### EXCERPTED PASSAGE
.....
Friday, April 28, 2017

HliAT #21: "Swing by" the House on the Way Somewhere Else

How Long It Actually Takes To...

Swing by my house when I'm already driving past it on the way to the library for an afternoon's work from a workout; the salient components of this "swing by" are (1) the amount out of my way I have to drive; (2) throwing some workout clothes on outdoor furniture to air-dry; (3) pouring coffee, sugar, milk, almond milk, and ice cubes in a thermos for iced coffee @ the library; (4) grabbing a few delicious bars for snacks at the library: 13:58.45

Oooh ooh ooh fam fam fam: this is a good one. Because all the things are true!

"All the things" meaning, in this case, two conflicting things. The first is: look, it doesn't take that long just do it if you need to.

But the second is: yeah, I mean, that's fifteen minutes. You knew it didn't take "like five minutes", unless we're destroying the meaning of "like" here (which I guess we pretty much have, but let's leave that for another day). If you've got a four-hour work session...that's 1/16th! That's time!
.....
Dataset records:
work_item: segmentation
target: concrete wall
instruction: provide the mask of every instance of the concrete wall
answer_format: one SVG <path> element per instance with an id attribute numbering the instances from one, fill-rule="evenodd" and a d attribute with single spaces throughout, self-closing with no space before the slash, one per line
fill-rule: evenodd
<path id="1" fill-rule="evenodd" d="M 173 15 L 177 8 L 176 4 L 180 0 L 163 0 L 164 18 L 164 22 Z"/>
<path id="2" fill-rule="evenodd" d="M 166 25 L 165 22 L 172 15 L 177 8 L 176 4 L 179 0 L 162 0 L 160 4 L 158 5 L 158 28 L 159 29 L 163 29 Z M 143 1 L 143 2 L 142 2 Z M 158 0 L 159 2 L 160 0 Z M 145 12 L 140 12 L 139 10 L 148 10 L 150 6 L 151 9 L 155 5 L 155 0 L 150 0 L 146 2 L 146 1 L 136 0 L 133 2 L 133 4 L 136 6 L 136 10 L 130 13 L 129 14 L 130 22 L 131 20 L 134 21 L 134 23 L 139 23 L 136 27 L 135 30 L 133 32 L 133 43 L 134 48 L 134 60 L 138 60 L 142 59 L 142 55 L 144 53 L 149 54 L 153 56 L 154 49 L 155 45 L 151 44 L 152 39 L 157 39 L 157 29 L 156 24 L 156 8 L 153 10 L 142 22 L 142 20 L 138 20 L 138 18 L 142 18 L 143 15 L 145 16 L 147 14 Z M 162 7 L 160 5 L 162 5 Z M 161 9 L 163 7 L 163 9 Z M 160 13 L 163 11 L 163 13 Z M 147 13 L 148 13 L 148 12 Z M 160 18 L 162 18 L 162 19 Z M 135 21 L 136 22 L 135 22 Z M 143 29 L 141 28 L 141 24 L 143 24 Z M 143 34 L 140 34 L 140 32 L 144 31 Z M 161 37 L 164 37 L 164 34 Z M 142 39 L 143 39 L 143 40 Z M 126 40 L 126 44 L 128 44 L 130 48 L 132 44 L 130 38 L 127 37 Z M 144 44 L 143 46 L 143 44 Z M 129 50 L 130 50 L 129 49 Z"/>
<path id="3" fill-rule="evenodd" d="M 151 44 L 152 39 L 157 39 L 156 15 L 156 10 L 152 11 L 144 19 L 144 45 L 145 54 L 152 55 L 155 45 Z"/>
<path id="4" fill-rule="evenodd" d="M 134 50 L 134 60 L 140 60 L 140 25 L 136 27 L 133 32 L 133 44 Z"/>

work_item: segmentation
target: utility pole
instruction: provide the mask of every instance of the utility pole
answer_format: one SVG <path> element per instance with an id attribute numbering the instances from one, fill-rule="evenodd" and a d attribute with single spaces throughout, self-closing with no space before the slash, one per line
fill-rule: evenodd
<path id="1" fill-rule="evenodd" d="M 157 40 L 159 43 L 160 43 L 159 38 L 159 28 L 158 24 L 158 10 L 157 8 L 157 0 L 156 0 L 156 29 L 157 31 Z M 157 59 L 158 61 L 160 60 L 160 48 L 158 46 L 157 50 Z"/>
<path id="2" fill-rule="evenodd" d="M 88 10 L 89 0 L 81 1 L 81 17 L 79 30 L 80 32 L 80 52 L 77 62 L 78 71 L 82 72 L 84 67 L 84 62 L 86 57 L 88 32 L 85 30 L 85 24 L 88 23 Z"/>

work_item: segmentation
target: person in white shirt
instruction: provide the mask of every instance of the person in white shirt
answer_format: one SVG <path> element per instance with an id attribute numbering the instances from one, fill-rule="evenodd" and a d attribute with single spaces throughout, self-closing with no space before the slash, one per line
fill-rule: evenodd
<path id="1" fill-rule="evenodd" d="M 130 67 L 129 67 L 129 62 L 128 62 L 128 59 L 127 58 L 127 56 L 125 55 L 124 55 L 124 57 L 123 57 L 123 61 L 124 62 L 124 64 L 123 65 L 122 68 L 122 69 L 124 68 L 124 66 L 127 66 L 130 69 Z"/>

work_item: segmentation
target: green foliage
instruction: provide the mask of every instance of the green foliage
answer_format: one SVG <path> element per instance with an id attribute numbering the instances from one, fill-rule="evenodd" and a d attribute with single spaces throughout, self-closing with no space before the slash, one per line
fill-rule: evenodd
.....
### LIST OF TASKS
a - In the blog post about swinging by the house, how long did the stop take?
b - Carry on writing the blog post about swinging by the house, starting right after its final sentence.
The listing is separate material and has no connection to the blog post.

### THE REPLIES
a - 13:58.45

b -
For the record, the 0.6 miles (cumulative, that's coming + going) of extra driving equates, per Google Maps, to an additional 2 minutes. So ~86% of this time is the faffing around at my house. But how is that possible!? These things, each of them takes less than a minute! RIGHT? Each takes no time! AND YET...

HliAT, fam. Hli-fucking-A-T.

Wednesday, April 26, 2017

HliAT #20: Reading The Economist Espresso

How Long It Actually Takes To...

read The Economist Espresso6:55.18

So the point of this HliAT is to explode something I do, which maybe you do, too. It won't succeed in "exploding" it, but it's a push.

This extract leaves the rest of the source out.